_Activity_
All entries must be extracted exactly, with nothing added or dropped.

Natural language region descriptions

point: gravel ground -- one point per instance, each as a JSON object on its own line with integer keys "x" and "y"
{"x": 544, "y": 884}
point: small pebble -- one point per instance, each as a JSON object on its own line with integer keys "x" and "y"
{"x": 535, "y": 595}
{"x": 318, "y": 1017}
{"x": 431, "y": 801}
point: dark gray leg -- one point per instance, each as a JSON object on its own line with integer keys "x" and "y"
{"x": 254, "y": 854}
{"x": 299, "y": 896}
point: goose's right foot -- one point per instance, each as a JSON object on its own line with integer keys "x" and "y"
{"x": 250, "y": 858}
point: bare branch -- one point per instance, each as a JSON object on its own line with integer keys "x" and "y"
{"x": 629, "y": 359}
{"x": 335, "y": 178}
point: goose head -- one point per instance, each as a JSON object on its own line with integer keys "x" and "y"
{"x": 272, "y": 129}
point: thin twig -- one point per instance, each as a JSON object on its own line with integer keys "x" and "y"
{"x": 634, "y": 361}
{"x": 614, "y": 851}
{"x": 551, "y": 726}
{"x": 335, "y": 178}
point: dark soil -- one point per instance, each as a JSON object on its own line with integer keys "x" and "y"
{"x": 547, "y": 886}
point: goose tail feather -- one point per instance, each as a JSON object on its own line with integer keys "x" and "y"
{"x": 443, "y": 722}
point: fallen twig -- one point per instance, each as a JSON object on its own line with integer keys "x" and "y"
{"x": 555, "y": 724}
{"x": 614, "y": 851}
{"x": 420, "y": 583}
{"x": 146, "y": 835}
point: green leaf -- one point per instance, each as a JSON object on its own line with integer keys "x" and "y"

_Result of this task_
point: gravel ground -- one point per instance, each as a JSON object on its own line with integer keys "x" and "y"
{"x": 544, "y": 884}
point: small pebble -- one point per instance, each as a JSON object on its own line with integer keys "x" and "y"
{"x": 535, "y": 595}
{"x": 318, "y": 1017}
{"x": 431, "y": 801}
point: dark gray leg -- one point per instance, each as a JSON object on its own line with integer keys "x" and "y"
{"x": 254, "y": 854}
{"x": 299, "y": 896}
point: goose's right foot -- one point per instance, each as a JSON object on its own line with integer keys "x" and "y"
{"x": 250, "y": 858}
point: bare branch -- one point per instance, each as a JSON object on its own line with integer keys "x" and "y"
{"x": 629, "y": 359}
{"x": 335, "y": 178}
point: goose head -- one point per instance, each as a JSON object on its own line with integer keys "x" and "y"
{"x": 272, "y": 129}
point: thin twig -- one point per instance, each as a JSON object on its own line with integer keys "x" and "y"
{"x": 634, "y": 361}
{"x": 614, "y": 851}
{"x": 551, "y": 726}
{"x": 335, "y": 178}
point: dark soil -- one point per instance, each as a JSON object on its own line with integer keys "x" and "y"
{"x": 547, "y": 886}
point: goose tail feather -- one point per instance, each as a JSON object on its own line with integer keys "x" and "y"
{"x": 443, "y": 722}
point: fallen twig -- one point per instance, each as a JSON object on its own line with integer keys "x" and "y"
{"x": 555, "y": 724}
{"x": 614, "y": 851}
{"x": 420, "y": 583}
{"x": 146, "y": 835}
point: green leaf -- one point per instance, each as a JSON object on its own line with integer keys "x" and "y"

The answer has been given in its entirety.